● **Source information**
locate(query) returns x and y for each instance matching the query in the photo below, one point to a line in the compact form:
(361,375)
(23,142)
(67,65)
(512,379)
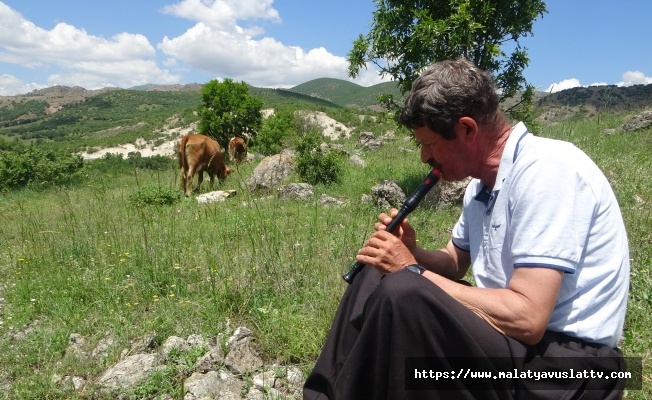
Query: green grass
(90,261)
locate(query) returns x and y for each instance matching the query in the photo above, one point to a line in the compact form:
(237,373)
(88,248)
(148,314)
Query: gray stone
(128,373)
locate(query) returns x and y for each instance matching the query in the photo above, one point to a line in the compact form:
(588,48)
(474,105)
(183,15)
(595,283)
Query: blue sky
(280,43)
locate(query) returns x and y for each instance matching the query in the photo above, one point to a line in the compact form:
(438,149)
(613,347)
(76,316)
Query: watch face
(416,269)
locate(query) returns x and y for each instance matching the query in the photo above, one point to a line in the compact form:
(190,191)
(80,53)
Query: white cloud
(75,58)
(218,45)
(225,41)
(565,84)
(10,85)
(634,78)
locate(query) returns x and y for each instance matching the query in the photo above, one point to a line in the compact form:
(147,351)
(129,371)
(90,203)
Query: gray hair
(447,91)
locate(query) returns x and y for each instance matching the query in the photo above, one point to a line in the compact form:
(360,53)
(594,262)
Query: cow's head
(224,172)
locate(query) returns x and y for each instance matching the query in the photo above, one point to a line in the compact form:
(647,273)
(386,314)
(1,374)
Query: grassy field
(85,260)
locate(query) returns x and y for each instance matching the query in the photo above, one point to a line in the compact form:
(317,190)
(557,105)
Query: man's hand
(404,232)
(389,252)
(385,252)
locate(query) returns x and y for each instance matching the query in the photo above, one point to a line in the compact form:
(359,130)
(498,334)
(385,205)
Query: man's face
(437,151)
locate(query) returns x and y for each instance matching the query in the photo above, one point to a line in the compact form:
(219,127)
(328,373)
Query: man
(544,235)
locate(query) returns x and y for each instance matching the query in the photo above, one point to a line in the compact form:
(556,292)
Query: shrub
(154,196)
(29,165)
(313,164)
(274,132)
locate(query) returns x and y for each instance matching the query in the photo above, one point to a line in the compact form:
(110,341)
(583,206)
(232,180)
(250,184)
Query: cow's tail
(183,160)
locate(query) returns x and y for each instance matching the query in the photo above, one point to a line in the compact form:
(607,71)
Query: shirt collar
(516,138)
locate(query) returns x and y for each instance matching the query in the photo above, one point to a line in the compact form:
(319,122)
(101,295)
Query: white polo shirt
(551,207)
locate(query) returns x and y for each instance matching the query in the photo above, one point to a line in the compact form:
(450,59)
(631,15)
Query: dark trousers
(382,322)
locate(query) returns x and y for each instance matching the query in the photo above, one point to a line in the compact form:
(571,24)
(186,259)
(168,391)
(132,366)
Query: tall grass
(85,260)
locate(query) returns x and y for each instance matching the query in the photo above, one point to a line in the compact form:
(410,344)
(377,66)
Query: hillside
(76,117)
(346,94)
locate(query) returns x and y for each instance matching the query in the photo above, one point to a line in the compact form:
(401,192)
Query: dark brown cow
(199,154)
(237,149)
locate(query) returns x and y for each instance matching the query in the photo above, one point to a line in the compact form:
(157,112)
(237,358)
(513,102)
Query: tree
(227,110)
(408,35)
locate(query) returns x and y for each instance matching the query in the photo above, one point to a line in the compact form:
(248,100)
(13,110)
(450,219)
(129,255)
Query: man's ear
(468,128)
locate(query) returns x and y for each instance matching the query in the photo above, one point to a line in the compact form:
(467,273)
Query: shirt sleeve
(552,207)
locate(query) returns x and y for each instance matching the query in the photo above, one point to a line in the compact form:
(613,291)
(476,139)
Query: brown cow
(199,154)
(237,149)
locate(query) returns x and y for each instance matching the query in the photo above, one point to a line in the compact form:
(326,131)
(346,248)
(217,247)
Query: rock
(296,191)
(101,350)
(368,141)
(242,359)
(357,161)
(212,385)
(215,196)
(388,194)
(327,201)
(128,373)
(271,172)
(637,122)
(211,360)
(173,342)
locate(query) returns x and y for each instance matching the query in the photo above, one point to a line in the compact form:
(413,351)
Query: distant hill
(346,94)
(60,111)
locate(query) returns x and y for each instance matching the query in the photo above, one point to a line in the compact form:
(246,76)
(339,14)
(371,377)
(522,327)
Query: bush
(274,132)
(29,165)
(154,196)
(313,164)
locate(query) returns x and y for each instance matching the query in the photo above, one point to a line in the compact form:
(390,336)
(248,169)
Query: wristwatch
(416,268)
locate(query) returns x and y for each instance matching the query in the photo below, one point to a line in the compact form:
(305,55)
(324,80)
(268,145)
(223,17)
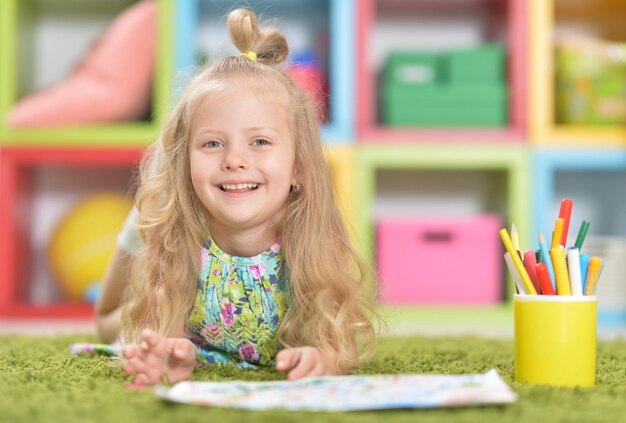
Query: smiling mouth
(238,187)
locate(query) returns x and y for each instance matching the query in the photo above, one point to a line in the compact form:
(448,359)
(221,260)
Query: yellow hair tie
(250,55)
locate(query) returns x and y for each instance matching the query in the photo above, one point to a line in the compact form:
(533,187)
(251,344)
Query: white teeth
(238,186)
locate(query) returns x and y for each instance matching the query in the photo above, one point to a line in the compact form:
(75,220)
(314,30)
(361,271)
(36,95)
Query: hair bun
(269,44)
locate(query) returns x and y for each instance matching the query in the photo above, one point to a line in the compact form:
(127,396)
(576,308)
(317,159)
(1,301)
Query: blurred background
(442,120)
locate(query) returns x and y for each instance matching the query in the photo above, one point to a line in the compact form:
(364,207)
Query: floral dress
(238,308)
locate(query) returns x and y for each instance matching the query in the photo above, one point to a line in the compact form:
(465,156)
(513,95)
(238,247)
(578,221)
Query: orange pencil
(560,271)
(530,263)
(556,235)
(544,279)
(566,214)
(593,274)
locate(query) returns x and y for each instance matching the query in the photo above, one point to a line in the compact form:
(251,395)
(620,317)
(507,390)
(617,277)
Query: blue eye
(212,144)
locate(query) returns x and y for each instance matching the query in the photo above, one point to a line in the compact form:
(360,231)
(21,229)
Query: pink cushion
(113,83)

● **Exercise details**
The data above must be given back verbatim, minus its images.

● **Output for this task**
locate(query) returns x and y for each instance matching the query in the photo below, one point to a line in the compact form:
(361,375)
(23,142)
(67,65)
(512,379)
Query: green grass
(90,261)
locate(query) returns x and y for each instance matching the query in the photo above, one point to a line in the compact form:
(237,373)
(88,248)
(148,314)
Query: gray stone
(128,373)
locate(query) returns x and y for each instance matching the query in the photo above, one point to a line in the compact form:
(588,48)
(474,105)
(183,15)
(595,283)
Query: blue sky
(280,43)
locate(query) returns x and y for each instance matching the query in the photo above, one point to a line in the compact form:
(438,149)
(613,347)
(76,316)
Query: watch face
(416,269)
locate(query) returns x and y for each instance matching the query in the photo above, one point to a line in the compact form:
(190,191)
(80,53)
Query: white cloud
(75,58)
(218,45)
(225,41)
(565,84)
(10,85)
(634,78)
locate(query) returns x and y for each instance matching the query in the photo above, one point to a line in the compact form:
(147,351)
(129,371)
(90,203)
Query: gray hair
(447,91)
locate(query) returns x and y for each instance matching the query in the photo above, one point to a line in the compact form:
(360,53)
(594,262)
Query: cow's head
(224,172)
locate(query) returns x and y for each instance matching the query in the photo above, one point to a line in the compact form:
(647,273)
(386,314)
(1,374)
Query: grassy field
(85,260)
locate(query) returns x and y for each instance matching the query in the photo above, one point to a line in the compact form:
(317,190)
(557,105)
Query: man's hand
(404,232)
(389,252)
(385,252)
locate(query) returns x and y for each instance matching the query in the photo above, one point to a line in the compact form:
(359,130)
(498,334)
(385,205)
Query: man's face
(437,151)
locate(query) returns x and y for each instance matching the query in the photo above, one point to a line in the compact form:
(219,127)
(328,373)
Query: man
(544,235)
locate(query) returns x and y for each instance matching the query in the photo above, one point to a line in the compact form:
(556,292)
Query: shrub
(154,196)
(29,165)
(313,164)
(274,132)
locate(query) returns x and y for each instance matching the query in the photo above, one point to a line in the compact form:
(110,341)
(583,206)
(232,180)
(250,184)
Query: cow's tail
(183,160)
locate(query) returns x and y for each instance matching the query in the photo above, one point to a line in the compact form:
(607,71)
Query: shirt collar
(516,138)
locate(query) returns x and y for each instance matching the query in the photo above, one point to a line in the compact form:
(319,122)
(101,295)
Query: white polo shirt
(551,207)
locate(query) returns x and y for each instance matching the query in the photo above, one point to a line in the compact form:
(450,59)
(631,15)
Query: dark trousers
(382,322)
locate(query) returns x and y for each instance matching the query in the photo above, one point to a line in the compact form:
(571,24)
(186,259)
(168,391)
(132,366)
Query: tall grass
(85,260)
locate(query) returns x and y for each instance matching the query in the photo above, one point to a line in the compact form:
(410,344)
(377,66)
Query: hillside
(76,117)
(346,94)
locate(query) returns x and y for each instance matching the query in the photo above, one point to a line in the compact form:
(401,192)
Query: dark brown cow
(199,154)
(237,149)
locate(query) returns x and y for each instance matching the query in the photo above, one point to a line in the compact form:
(157,112)
(237,358)
(513,102)
Query: tree
(227,110)
(408,35)
locate(query) returns x and y for each instance matching the query in the photo above, one point to a line in the compact form:
(248,100)
(13,110)
(450,219)
(129,255)
Query: man's ear
(468,128)
locate(query) returns x and y for each instance matching the query in the photo above, one point to a line in the compact form:
(467,273)
Query: shirt sleeve
(552,207)
locate(query) returns x and y for each instance matching the query in the photo above, one point to a line in the compact form:
(613,291)
(476,139)
Query: brown cow
(199,154)
(237,149)
locate(query) returns x and y for each instance matching the query in the photo above, one point to a line in the compact form:
(326,131)
(346,248)
(217,247)
Query: rock
(296,191)
(101,350)
(368,141)
(242,359)
(357,161)
(212,385)
(215,196)
(388,194)
(327,201)
(128,373)
(271,172)
(637,122)
(211,360)
(173,342)
locate(query) returns x and y for each instance matching the query in the photo above, one point to a line in the compact form:
(413,351)
Query: distant hill
(346,94)
(60,111)
locate(query) returns x and y for each instance matching the query in the photo above, one point to a line in the compact form:
(246,76)
(339,14)
(371,377)
(522,327)
Query: bush
(274,132)
(29,165)
(154,196)
(313,164)
locate(query) returns x and y for each instance matching the query in the photo above, one point to a line in the compact form:
(390,336)
(248,169)
Query: wristwatch
(416,268)
locate(query) returns x and y for each instance matching the query in the photo below, one point to a line in the compact form:
(305,55)
(324,80)
(268,145)
(223,17)
Query: smiling mouth
(238,187)
locate(query) returns x and y for each instance matching the query in the photo above, one point to a line in the compact form:
(448,359)
(221,260)
Query: yellow hair tie
(250,55)
locate(query) returns x and y for each instance matching the query in the photo above, one point to a line in the compact form:
(533,187)
(251,344)
Query: white teeth
(238,186)
locate(query) returns x and y for each instance matching the query in the photo above, one point to a line in the compact form:
(75,220)
(314,30)
(361,271)
(36,95)
Query: hair bun
(269,44)
locate(query) returns x and y for each instance matching the query in the photo above, one point to a line in the compact form:
(127,396)
(576,308)
(317,159)
(1,301)
Query: blurred background
(442,120)
locate(query) returns x and y for each instance matching the query in the photo above, one point to a line in the compact form:
(364,207)
Query: floral dress
(238,308)
locate(query) returns x and y for each instance matching the query in the photo above, one point to a line in the compact form:
(465,156)
(513,95)
(238,247)
(578,221)
Query: orange pencil
(560,271)
(530,263)
(556,235)
(544,279)
(566,214)
(593,274)
locate(query) returns x and y for each instance matching the query in the photo above, one point to a line in the compact form:
(251,395)
(620,317)
(507,390)
(617,277)
Query: blue eye
(212,144)
locate(query) returns x and y for each instance matching the query in the photo above, one point to a line in the compact form:
(360,231)
(21,229)
Query: pink cushion
(113,83)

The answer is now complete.